Only the text should be kept: print every entry below exactly and leave each image out.

(Dataset items)
====

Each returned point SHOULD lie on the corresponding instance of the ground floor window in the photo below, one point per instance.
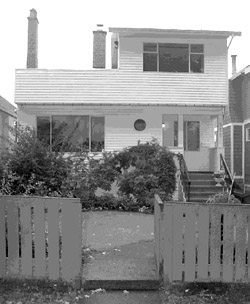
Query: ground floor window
(72, 133)
(191, 135)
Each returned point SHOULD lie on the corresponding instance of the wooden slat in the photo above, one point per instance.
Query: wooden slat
(71, 240)
(215, 242)
(240, 256)
(177, 241)
(190, 242)
(228, 244)
(2, 239)
(13, 247)
(156, 231)
(39, 238)
(168, 243)
(203, 237)
(26, 245)
(248, 242)
(53, 239)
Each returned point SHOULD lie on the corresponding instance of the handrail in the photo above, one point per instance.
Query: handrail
(226, 169)
(184, 176)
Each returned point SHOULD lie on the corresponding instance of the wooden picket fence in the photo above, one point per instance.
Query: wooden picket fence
(202, 242)
(40, 237)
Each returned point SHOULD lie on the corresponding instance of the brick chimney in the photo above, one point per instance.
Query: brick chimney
(99, 48)
(32, 55)
(234, 69)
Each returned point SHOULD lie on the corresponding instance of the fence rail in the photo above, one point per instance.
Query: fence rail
(202, 242)
(40, 237)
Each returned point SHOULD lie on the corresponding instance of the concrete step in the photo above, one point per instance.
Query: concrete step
(206, 188)
(122, 284)
(201, 194)
(123, 297)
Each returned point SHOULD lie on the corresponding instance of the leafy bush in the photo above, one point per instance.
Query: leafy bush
(222, 198)
(147, 169)
(30, 167)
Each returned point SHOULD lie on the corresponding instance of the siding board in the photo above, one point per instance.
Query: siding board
(114, 86)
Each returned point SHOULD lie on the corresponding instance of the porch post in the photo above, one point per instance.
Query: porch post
(220, 131)
(180, 131)
(220, 149)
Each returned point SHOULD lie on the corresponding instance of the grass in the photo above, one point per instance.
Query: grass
(16, 291)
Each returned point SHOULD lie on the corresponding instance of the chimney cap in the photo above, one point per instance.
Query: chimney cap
(33, 13)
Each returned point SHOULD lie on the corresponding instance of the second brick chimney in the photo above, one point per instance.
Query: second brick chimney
(99, 47)
(32, 56)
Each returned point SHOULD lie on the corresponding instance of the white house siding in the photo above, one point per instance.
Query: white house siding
(119, 124)
(123, 86)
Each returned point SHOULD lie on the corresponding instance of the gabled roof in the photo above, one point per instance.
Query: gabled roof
(175, 32)
(7, 107)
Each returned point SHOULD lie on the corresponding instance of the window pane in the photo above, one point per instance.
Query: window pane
(149, 62)
(197, 63)
(150, 47)
(97, 134)
(191, 136)
(173, 57)
(43, 129)
(70, 133)
(197, 48)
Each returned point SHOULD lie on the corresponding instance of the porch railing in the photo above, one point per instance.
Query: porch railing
(235, 188)
(185, 179)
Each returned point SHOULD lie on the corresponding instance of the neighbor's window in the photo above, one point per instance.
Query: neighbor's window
(191, 135)
(248, 134)
(173, 57)
(72, 133)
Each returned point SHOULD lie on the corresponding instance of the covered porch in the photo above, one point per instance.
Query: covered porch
(198, 137)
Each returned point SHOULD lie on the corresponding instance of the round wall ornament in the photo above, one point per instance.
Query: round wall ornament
(140, 125)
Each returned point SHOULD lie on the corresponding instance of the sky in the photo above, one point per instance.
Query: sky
(65, 31)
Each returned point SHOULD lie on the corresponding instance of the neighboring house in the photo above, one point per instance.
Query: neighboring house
(236, 127)
(7, 120)
(168, 84)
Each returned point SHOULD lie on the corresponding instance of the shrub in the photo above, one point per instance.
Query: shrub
(222, 198)
(147, 169)
(30, 167)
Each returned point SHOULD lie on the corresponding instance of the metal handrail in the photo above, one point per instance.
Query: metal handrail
(184, 176)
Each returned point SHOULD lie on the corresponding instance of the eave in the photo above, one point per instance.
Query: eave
(174, 32)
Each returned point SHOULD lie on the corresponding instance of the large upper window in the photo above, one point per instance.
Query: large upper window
(191, 135)
(72, 133)
(173, 57)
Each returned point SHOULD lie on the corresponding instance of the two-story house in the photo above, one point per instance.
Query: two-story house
(7, 120)
(163, 83)
(237, 126)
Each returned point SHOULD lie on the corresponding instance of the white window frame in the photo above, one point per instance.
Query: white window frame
(247, 134)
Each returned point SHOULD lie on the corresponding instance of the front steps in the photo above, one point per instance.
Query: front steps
(203, 186)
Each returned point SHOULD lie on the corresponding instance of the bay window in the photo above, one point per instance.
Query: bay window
(72, 133)
(173, 57)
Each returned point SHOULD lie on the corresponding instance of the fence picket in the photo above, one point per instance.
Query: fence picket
(240, 254)
(71, 240)
(26, 246)
(228, 245)
(190, 242)
(215, 243)
(168, 243)
(53, 239)
(39, 238)
(2, 240)
(13, 246)
(177, 241)
(203, 236)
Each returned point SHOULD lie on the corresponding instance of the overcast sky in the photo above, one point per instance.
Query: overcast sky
(65, 28)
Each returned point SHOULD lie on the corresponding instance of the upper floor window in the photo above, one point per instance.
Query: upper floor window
(71, 133)
(173, 57)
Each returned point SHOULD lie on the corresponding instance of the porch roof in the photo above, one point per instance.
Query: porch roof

====

▶ **RESULT**:
Each returned point SHOULD lie on the corresponding instance of the ground floor window in the photo below, one point per instance.
Query: ground floor window
(72, 133)
(191, 135)
Each returned point SHOULD lie on the corresponding instance of the wooden slat in the photo above, one point per instance.
Query: wooden slat
(71, 240)
(215, 242)
(240, 256)
(177, 241)
(190, 242)
(228, 244)
(2, 239)
(13, 247)
(156, 231)
(39, 238)
(168, 243)
(203, 237)
(26, 245)
(248, 242)
(53, 239)
Each returned point SHOULD lie on the corresponding instance of the handrail in the photo above, one point per instance.
Query: handrail
(226, 169)
(184, 176)
Each returned point SHOULD lie on the corresponding instance of the wooden picket fence in the photo above, one point per instance.
Query: wooden picket fence
(202, 242)
(40, 237)
Each returned point SHOULD lie on the corresponding instance of the brick chimney in the photo above, one point per instance.
Query: brick chimney
(99, 48)
(32, 55)
(234, 69)
Each returned point SHOULD lie on the corresponding instance of the fence rail in the photo above, one point per instance.
Query: fence rail
(202, 242)
(40, 237)
Each returned point SHOULD lie on the corresponding instance of the concrete step in the photo above, one point per instance.
Query: concrete step
(206, 188)
(122, 284)
(201, 194)
(123, 297)
Each returned point SHOULD lie on the corresponding instance of the leafy bush in the photo above, one point per instance.
Query: leafy bush
(222, 198)
(147, 169)
(30, 167)
Each returned point SHOULD lie on the corresponding instance of the siding board in the photo above, one point per instance.
Query: siding board
(114, 86)
Each returned point SHOULD lie on the corresponding instance of the porch post in the photo above, one point per instance.
Query: porch post
(220, 131)
(180, 131)
(220, 149)
Each returned point SHOULD lie on the corresponding instance of the grass in the photo above, one point per instance.
Query: grass
(16, 291)
Each returned point SHOULD lie on the corresponding instance of the chimney cap in the photo above, one point per instance.
Query: chimney cap
(33, 13)
Each returned point SHOULD lie on the corresponding instance of the second brick chimney in the photo above, one point per instance.
Query: second brick chimney
(99, 47)
(32, 56)
Each returned point SHOULD lie on the corresponding instance of the white house siding in the photo above, one point per instance.
Query: white house siding
(119, 124)
(123, 86)
Each returned point SHOULD lie on the corresponding instance of the gabled roof in the photo above, one point per instance.
Query: gabled roof
(175, 32)
(7, 107)
Each returned point SHOULD lie on the corresponding instance of the window pane in the photo above, one point per instance.
Query: window pane
(149, 62)
(197, 63)
(150, 47)
(97, 134)
(191, 136)
(173, 57)
(43, 129)
(70, 133)
(197, 48)
Each returned point SHOULD lie on the corresponding instance of the porch railing in the photo above, one point per instance.
Query: porch railing
(235, 188)
(185, 179)
Each returned point SHOULD lie on the corresponding instance of the neighbor's window in the photo above, one point per instance.
Query: neighbor's window
(191, 135)
(248, 134)
(173, 57)
(72, 133)
Each returned point SHOULD lie on the corresponding instance of the covered porch in the photo above, one point per instance.
Query: covered porch
(198, 137)
Each returned point SHOULD lie on the corresponding instance of the round wall ornament in the photo above, one point per instance.
Query: round wall ornament
(140, 125)
Each returned point SHOULD lie on the corresponding instance of the sky in the photo above, one point per instance.
Query: sky
(65, 31)
Each returned point SHOULD lie on the corresponding instance of the neighboring house in the photo above, one point per instance.
Query: neighboring house
(236, 127)
(7, 120)
(168, 84)
Each returned point SHOULD lie on the corresponding instance of the shrub in the photo above, one point per instance.
Query: shrub
(222, 198)
(147, 169)
(30, 167)
Each returned point SHOULD lie on the corresponding instance of the metal handrail in the photo above, one point per instance.
Query: metal handrail
(184, 176)
Each returned point SHOULD lie on the corresponding instance of the eave in the photo above, one point per instance.
Query: eave
(174, 32)
Each returned point SHOULD lie on the corresponding instance of the large upper window in the photo above, one point per instance.
Query: large upper window
(191, 135)
(72, 133)
(173, 57)
Each returned point SHOULD lie on the corresponding instance of the two-story house in the photo above, one point per instance.
Query: two-story house
(7, 120)
(163, 83)
(237, 126)
Each returned point SHOULD lie on the corresponding instance of the white window frame in the photo above, one point per instance.
Query: white window frame
(247, 134)
Each returned point SHOULD lie on the corresponding instance of the front steps in the photo above, one point per instance.
Query: front steps
(203, 186)
Each returned point SHOULD lie on the corresponding instance of the bay window in the photo above, one point per instance.
Query: bay window
(72, 133)
(173, 57)
Each returned point SHOULD lie on the corresponding instance of the fence picket in the photo above, one point per instance.
Query: fence picket
(240, 254)
(71, 240)
(26, 246)
(228, 245)
(190, 242)
(215, 243)
(168, 243)
(53, 239)
(39, 238)
(2, 240)
(13, 246)
(177, 241)
(203, 236)
Each returned point SHOULD lie on the corresponding instance of the overcast sky in the photo above, one point per instance.
Query: overcast sky
(65, 28)
Each returned point SHOULD lie on the corresponding instance of the upper floor window in the photo above, one point per instance.
Query: upper floor window
(71, 133)
(173, 57)
Each returned point SHOULD lie on the corresponding instance of the porch roof in the photo above, one point per instance.
Query: porch roof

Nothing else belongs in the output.